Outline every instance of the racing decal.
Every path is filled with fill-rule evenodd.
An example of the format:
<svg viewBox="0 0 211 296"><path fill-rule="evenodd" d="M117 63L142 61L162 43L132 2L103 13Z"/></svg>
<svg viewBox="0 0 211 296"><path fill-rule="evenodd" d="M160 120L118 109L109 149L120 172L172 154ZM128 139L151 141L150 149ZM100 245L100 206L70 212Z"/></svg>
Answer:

=-=-=

# WRITTEN EXERCISE
Rewrite the rows above as a Markdown table with a No. column for the row number and a Text column for the line, omitting any blank lines.

# EXERCISE RESPONSE
| No. | Text |
|---|---|
| 1 | Outline every instance of the racing decal. |
| 2 | Every path is filled with fill-rule evenodd. |
| 3 | An example of the format: |
| 4 | <svg viewBox="0 0 211 296"><path fill-rule="evenodd" d="M117 63L142 61L162 43L132 2L103 13Z"/></svg> |
| 5 | <svg viewBox="0 0 211 296"><path fill-rule="evenodd" d="M160 120L118 109L109 149L120 172L172 154ZM128 139L151 141L150 149ZM100 245L100 206L70 212Z"/></svg> |
| 6 | Answer: |